▶ What the task asks
Copy out all the entries exactly.

▶ Stored rows

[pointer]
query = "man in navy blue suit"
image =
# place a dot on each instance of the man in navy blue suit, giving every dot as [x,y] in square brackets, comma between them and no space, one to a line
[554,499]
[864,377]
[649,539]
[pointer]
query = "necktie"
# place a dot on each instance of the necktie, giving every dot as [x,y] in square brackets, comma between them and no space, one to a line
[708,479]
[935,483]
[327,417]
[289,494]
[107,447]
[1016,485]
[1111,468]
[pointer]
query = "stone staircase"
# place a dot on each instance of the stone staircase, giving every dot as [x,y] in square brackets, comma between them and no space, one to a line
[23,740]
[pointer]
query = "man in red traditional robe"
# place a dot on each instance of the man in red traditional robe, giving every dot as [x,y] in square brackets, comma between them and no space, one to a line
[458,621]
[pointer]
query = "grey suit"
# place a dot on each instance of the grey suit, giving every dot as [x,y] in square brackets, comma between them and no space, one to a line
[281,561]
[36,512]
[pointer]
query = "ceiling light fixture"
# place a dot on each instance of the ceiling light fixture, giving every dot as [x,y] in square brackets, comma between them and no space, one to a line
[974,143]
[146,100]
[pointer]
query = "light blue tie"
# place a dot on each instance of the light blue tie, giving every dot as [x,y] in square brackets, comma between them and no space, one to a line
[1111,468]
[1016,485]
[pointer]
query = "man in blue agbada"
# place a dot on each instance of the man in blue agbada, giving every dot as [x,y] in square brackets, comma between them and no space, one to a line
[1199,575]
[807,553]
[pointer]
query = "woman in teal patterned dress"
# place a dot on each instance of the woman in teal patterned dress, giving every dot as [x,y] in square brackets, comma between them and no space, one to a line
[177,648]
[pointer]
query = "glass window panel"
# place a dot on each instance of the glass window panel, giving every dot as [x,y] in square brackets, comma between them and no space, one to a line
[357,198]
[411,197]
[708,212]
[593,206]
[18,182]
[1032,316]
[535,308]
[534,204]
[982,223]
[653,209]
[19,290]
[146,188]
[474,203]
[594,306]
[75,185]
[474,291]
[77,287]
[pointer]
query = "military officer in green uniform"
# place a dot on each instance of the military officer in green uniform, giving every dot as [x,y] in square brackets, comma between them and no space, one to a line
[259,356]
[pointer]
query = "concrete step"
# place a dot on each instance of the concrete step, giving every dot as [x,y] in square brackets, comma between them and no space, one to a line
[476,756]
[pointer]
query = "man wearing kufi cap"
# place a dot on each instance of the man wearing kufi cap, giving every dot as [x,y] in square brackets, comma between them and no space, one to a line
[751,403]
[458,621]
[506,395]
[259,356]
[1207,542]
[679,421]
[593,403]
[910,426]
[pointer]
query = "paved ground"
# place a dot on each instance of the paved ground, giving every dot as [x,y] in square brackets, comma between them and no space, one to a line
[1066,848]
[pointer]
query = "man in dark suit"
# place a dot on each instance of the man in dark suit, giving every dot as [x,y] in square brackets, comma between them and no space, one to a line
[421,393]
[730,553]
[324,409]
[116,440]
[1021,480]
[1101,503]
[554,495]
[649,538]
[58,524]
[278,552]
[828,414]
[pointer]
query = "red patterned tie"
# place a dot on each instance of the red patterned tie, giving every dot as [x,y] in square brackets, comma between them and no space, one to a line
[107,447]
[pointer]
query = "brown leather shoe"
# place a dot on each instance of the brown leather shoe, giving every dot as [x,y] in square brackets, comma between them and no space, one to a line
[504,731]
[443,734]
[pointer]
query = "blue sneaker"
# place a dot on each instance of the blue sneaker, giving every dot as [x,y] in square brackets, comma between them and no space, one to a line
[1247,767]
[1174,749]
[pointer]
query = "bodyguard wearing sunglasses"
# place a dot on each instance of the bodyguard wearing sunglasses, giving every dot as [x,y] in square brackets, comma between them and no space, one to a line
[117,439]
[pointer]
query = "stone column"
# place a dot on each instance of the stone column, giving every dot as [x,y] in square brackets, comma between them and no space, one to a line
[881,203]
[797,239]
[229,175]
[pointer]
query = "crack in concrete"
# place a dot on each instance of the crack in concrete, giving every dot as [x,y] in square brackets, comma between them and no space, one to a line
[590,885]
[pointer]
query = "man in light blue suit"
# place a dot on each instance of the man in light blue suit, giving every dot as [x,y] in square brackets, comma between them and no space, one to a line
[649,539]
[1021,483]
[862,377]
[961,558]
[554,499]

▶ Worked solution
[pointer]
query = "man in navy blue suit"
image =
# place a dot on each instance of the man in navy blue suit, giving every dot as [x,y] in square brackets, comma between them and no space, one to a line
[554,499]
[864,377]
[649,539]
[pointer]
query = "necktie"
# place a dot on each instance of the necktie, giving every dot as [x,y] in square brackets, comma between them and no space, one to a line
[708,479]
[935,483]
[327,417]
[289,494]
[107,447]
[1016,485]
[1111,468]
[pointer]
query = "stone staircase"
# place a dot on each instance of the stone staircase, giving every dot as [x,y] in square brackets, comma between them and no space, one to a line
[23,740]
[pointer]
query = "man in red traditional robe"
# place a dot on each instance of the man in red traditional robe, giving every dot as [x,y] in square brackets, comma between them and no space, one to a line
[458,621]
[pointer]
query = "grey suit"
# place a dot on each instance of the grey suit, giving every dot as [x,y] in square brackets, comma between them and no space, one to a line
[281,561]
[36,512]
[pointer]
query = "ceiling light fixture"
# place a dot on each instance of the ceiling light fixture, giving every dot as [x,y] in square brackets, comma between them and no space, one to a line
[974,143]
[146,100]
[pointer]
query = "light blue tie"
# place a dot on each instance of the light blue tie, giving every dot as [x,y] in square brackets, comma between them and no space, one to a line
[1111,468]
[1016,485]
[pointer]
query = "man in blue agbada"
# place a dot on each instance of the man in blue agbada, giving every dot as [x,y] in square brackets, comma between them and no space, one to a line
[1199,575]
[807,553]
[pointer]
query = "woman in teal patterned dress"
# place a dot on each instance of the woman in teal patterned dress, giving every dot as [x,y] in square brackets, comma between them and no space, one to a line
[177,648]
[pointer]
query = "glass window panel"
# place a dot on each instance of the glass window panel, giving every dot as [x,y] in square brackets, comma between them and no space, one to a line
[357,198]
[411,197]
[708,212]
[593,206]
[18,182]
[1032,316]
[535,308]
[534,204]
[982,223]
[653,209]
[19,290]
[146,188]
[474,203]
[594,306]
[75,185]
[474,291]
[77,287]
[pointer]
query = "military officer in green uniform"
# place a dot on each instance of the military officer in green uniform, giving every dot as [x,y] in square brackets, comma between them and no space, one to a line
[259,356]
[pointer]
query = "concrete step"
# place a dot on each instance of the concrete step, giving every dot as [x,y] in square brackets, comma between them and no space, one to a line
[476,756]
[pointer]
query = "man wearing kufi cap"
# place a dot on each instance of the man wearing kufi cap, giving every dot as [x,y] in square brackets, comma between them and no space, one to a line
[751,403]
[458,621]
[506,395]
[259,356]
[1207,542]
[679,421]
[593,403]
[910,426]
[pointer]
query = "paved ground"
# place a dot on each instance of the paved ground, giving every dot as [x,y] in square brackets, comma between them and no space, one to a line
[1066,848]
[pointer]
query = "man in dark suit"
# place a dot on each instance of the man in dark suit, giving every dot as [x,y] in square brackets, comma between them and no space, one to a line
[421,393]
[730,553]
[324,409]
[116,440]
[1021,480]
[1101,503]
[554,495]
[649,538]
[58,524]
[278,552]
[828,414]
[pointer]
query = "red patterned tie"
# place a dot on each instance of the red patterned tie, giving every dot as [x,y] in square brackets, comma between them and no space, one to a line
[107,447]
[pointer]
query = "brown leather shoe"
# place a dot on each instance of the brown leather shoe, giving every dot as [x,y] in square brackets, comma between them and no space, one to a line
[504,731]
[443,734]
[pointer]
query = "blue sneaker"
# place a dot on each instance of the blue sneaker, giving every dot as [x,y] in square brackets, comma between them and no space, one to a line
[1247,767]
[1174,749]
[pointer]
query = "bodyguard wearing sunglasses"
# place a dot on each instance of the bodyguard wearing sunglasses, giving every dot as [x,y] in square brackets, comma between them and no space, one to a line
[117,439]
[pointer]
query = "stone column"
# place a dot on each instance of the stone column, giving every dot as [x,y] in square brackets, comma between them and no space, one to a line
[881,203]
[797,239]
[229,175]
[pointer]
query = "crack in concrete"
# place a dot on each instance of the crack in concrete, giving every dot as [x,y] in square brackets, comma between them and no space, one to a line
[590,885]
[pointer]
query = "man in light blue suit"
# place a dot on each instance of the man in light blue suit, giving every dot as [x,y] in square brackets, comma between them and no space, one to a line
[649,539]
[1021,483]
[862,377]
[961,558]
[554,499]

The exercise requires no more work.